> TASK INSTRUCTIONS
Copy out the rows below, substituting "pin" for every occurrence of "marker" and leaving everything else unchanged.

━━ RECORD EXCERPTS ━━

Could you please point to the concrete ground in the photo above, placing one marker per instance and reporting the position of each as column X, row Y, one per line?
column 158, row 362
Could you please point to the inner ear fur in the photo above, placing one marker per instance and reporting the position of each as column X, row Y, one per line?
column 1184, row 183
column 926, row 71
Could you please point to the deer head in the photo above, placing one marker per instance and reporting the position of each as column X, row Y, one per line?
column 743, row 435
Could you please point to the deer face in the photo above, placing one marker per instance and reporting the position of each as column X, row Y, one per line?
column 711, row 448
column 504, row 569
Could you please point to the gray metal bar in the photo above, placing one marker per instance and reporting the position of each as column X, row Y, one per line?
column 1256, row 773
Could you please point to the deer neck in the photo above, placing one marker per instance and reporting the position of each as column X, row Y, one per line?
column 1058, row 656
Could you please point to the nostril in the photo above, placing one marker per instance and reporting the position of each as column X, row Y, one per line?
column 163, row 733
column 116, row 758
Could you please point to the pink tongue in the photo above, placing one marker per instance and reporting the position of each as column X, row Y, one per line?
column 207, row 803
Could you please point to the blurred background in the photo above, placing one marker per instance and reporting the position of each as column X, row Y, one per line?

━━━

> RIGHT ANSWER
Could you please point to the concrete ground in the photo above, placing one pin per instance and reporting the position of each as column X, row Y, one per line?
column 158, row 362
Could you please point to the inner ear fur in the photo above, placing one pin per instance and reporting the position of each as column X, row Y, one per line?
column 1184, row 183
column 926, row 71
Could you please point to the deer head in the photo above, placing one pin per instance and reporting the position of each as column X, row Y, one per line?
column 743, row 435
Could you please point to the deer face in the photo above, placing one pin per instance and reporting the position of each as column X, row Y, one per line?
column 711, row 448
column 504, row 569
Could you please point to the gray metal bar in the photo above, placing one pin per instance and reporting the position of each as column X, row Y, one per line?
column 1256, row 773
Could you please point to the deer neck in the photo above, placing one pin per instance and reporting the position of each as column X, row Y, one per line?
column 1058, row 656
Could you please point to the nostril in the photo above, placing one pin per instance and reporting the position of each as column X, row Y, one per line?
column 163, row 733
column 116, row 758
Could you please point to the pink tongue in the photo above, placing one pin per instance and reporting the position of each as column X, row Y, one per line?
column 207, row 803
Could you please point to the blurred background in the photo above, placing one pin per instance and reporting the position of each as column X, row Y, one per line?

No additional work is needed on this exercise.